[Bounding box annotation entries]
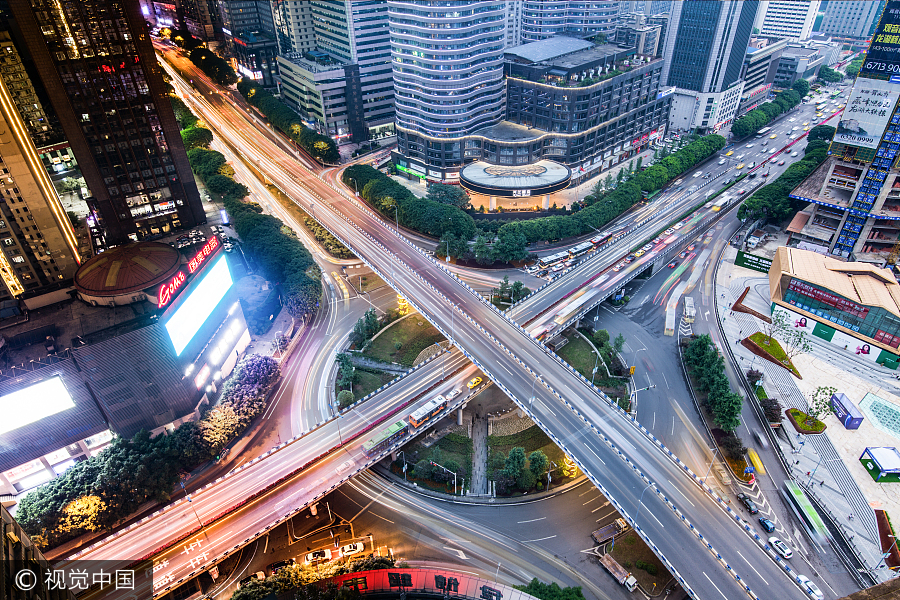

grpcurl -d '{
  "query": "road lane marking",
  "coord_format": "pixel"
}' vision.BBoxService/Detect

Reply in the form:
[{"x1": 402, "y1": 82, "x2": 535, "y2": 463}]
[
  {"x1": 666, "y1": 479, "x2": 694, "y2": 506},
  {"x1": 703, "y1": 571, "x2": 728, "y2": 600},
  {"x1": 582, "y1": 442, "x2": 606, "y2": 466},
  {"x1": 738, "y1": 551, "x2": 769, "y2": 585},
  {"x1": 522, "y1": 535, "x2": 556, "y2": 544}
]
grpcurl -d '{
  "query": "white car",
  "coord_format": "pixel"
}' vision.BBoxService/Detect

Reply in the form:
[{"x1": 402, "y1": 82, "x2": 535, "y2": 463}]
[
  {"x1": 341, "y1": 542, "x2": 366, "y2": 556},
  {"x1": 797, "y1": 575, "x2": 825, "y2": 600},
  {"x1": 769, "y1": 537, "x2": 794, "y2": 558}
]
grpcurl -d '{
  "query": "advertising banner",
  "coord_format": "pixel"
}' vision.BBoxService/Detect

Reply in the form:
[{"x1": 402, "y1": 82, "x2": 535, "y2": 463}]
[{"x1": 834, "y1": 77, "x2": 900, "y2": 150}]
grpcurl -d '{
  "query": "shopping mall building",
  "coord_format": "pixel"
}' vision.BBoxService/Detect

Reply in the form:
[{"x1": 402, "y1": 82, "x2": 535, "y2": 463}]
[{"x1": 769, "y1": 246, "x2": 900, "y2": 369}]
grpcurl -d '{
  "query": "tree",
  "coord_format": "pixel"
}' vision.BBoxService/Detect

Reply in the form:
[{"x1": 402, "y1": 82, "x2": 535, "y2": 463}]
[
  {"x1": 503, "y1": 446, "x2": 526, "y2": 481},
  {"x1": 528, "y1": 450, "x2": 550, "y2": 479},
  {"x1": 791, "y1": 79, "x2": 809, "y2": 98},
  {"x1": 806, "y1": 385, "x2": 837, "y2": 426},
  {"x1": 181, "y1": 127, "x2": 212, "y2": 150},
  {"x1": 338, "y1": 390, "x2": 354, "y2": 408},
  {"x1": 426, "y1": 183, "x2": 469, "y2": 208}
]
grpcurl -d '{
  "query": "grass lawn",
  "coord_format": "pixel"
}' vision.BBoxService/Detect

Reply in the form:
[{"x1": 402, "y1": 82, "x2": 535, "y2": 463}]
[
  {"x1": 788, "y1": 408, "x2": 825, "y2": 433},
  {"x1": 859, "y1": 458, "x2": 900, "y2": 483},
  {"x1": 600, "y1": 531, "x2": 672, "y2": 593},
  {"x1": 750, "y1": 331, "x2": 800, "y2": 377},
  {"x1": 334, "y1": 369, "x2": 395, "y2": 408},
  {"x1": 363, "y1": 315, "x2": 444, "y2": 367}
]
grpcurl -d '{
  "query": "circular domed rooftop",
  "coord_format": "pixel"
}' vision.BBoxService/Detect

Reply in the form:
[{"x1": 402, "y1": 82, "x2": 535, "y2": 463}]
[{"x1": 75, "y1": 242, "x2": 181, "y2": 297}]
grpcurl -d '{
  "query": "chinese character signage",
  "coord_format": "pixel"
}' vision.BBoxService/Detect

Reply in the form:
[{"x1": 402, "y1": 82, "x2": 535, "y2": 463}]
[
  {"x1": 834, "y1": 77, "x2": 900, "y2": 150},
  {"x1": 857, "y1": 0, "x2": 900, "y2": 76}
]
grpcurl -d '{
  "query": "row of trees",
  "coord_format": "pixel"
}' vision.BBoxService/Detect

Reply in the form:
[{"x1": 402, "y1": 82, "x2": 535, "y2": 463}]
[
  {"x1": 497, "y1": 135, "x2": 725, "y2": 244},
  {"x1": 684, "y1": 334, "x2": 743, "y2": 436},
  {"x1": 238, "y1": 77, "x2": 341, "y2": 164},
  {"x1": 16, "y1": 354, "x2": 280, "y2": 547},
  {"x1": 188, "y1": 148, "x2": 322, "y2": 318},
  {"x1": 488, "y1": 446, "x2": 550, "y2": 495},
  {"x1": 342, "y1": 165, "x2": 475, "y2": 241},
  {"x1": 731, "y1": 84, "x2": 809, "y2": 138},
  {"x1": 738, "y1": 125, "x2": 834, "y2": 222}
]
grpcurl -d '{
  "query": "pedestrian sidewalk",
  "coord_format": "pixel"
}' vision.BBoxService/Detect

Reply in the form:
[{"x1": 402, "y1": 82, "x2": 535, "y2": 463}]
[{"x1": 714, "y1": 246, "x2": 892, "y2": 581}]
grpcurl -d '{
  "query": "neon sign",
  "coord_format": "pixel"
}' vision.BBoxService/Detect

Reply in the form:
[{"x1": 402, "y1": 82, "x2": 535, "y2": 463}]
[
  {"x1": 158, "y1": 271, "x2": 185, "y2": 307},
  {"x1": 188, "y1": 236, "x2": 219, "y2": 273}
]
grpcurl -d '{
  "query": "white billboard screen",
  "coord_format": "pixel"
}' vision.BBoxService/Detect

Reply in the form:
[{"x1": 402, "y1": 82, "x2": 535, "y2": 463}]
[
  {"x1": 166, "y1": 254, "x2": 232, "y2": 356},
  {"x1": 0, "y1": 377, "x2": 75, "y2": 434},
  {"x1": 834, "y1": 77, "x2": 900, "y2": 150}
]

■ Problem ■
Count the lines in the material above that contain the string "query", and give only that number.

■ Solution for this exercise ■
12